§ **WHAT TO PRODUCE**
Reproduce all of the rows below, requests included. Scale every number in the answers (the viewBox dimensions and the outline coordinates, but not the numbers in the requests or their sample formats) by 0.9, round to whole numbers with halves rounded up, and leave the pictures out.

§ **EXERCISE INPUTS**
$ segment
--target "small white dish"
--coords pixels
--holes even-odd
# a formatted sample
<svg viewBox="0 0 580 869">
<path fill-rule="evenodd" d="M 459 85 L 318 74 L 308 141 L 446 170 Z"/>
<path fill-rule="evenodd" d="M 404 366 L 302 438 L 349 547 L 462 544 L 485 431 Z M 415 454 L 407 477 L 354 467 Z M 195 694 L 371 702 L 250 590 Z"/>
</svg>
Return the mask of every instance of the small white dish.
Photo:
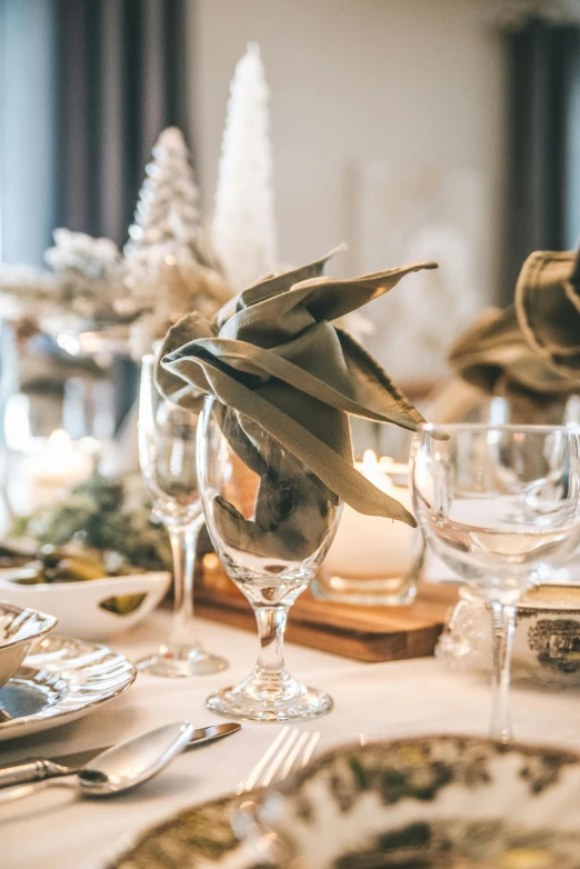
<svg viewBox="0 0 580 869">
<path fill-rule="evenodd" d="M 53 616 L 28 607 L 22 609 L 3 601 L 0 603 L 0 688 L 18 670 L 32 643 L 56 625 Z"/>
<path fill-rule="evenodd" d="M 10 579 L 13 575 L 13 570 L 0 571 L 0 600 L 50 612 L 58 619 L 59 632 L 81 640 L 104 640 L 134 627 L 158 606 L 171 581 L 168 571 L 159 571 L 24 586 Z M 111 598 L 126 596 L 136 596 L 130 612 L 107 609 Z"/>
<path fill-rule="evenodd" d="M 126 691 L 136 676 L 106 646 L 43 637 L 0 689 L 0 742 L 74 721 Z"/>
</svg>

§ **OUTPUT OF THE EXERCISE**
$ segment
--target "small white dish"
--coords pixels
--holes even-odd
# a formatted sample
<svg viewBox="0 0 580 869">
<path fill-rule="evenodd" d="M 459 85 L 318 74 L 308 141 L 446 170 Z"/>
<path fill-rule="evenodd" d="M 404 366 L 302 438 L 349 547 L 462 544 L 485 431 Z M 415 454 L 407 477 L 354 467 Z M 195 694 L 371 702 L 250 590 Z"/>
</svg>
Return the mask of every instance of the small white dish.
Photo:
<svg viewBox="0 0 522 782">
<path fill-rule="evenodd" d="M 48 554 L 25 546 L 20 548 L 3 541 L 0 543 L 0 619 L 16 603 L 29 579 L 50 563 Z"/>
<path fill-rule="evenodd" d="M 9 521 L 12 518 L 12 513 L 0 514 L 0 540 L 45 551 L 52 557 L 53 569 L 73 576 L 94 576 L 121 564 L 142 545 L 154 523 L 151 514 L 143 514 L 22 527 Z M 100 538 L 113 536 L 122 536 L 117 551 L 96 548 Z"/>
<path fill-rule="evenodd" d="M 113 622 L 122 608 L 95 581 L 39 573 L 0 620 L 0 668 L 67 649 Z"/>
</svg>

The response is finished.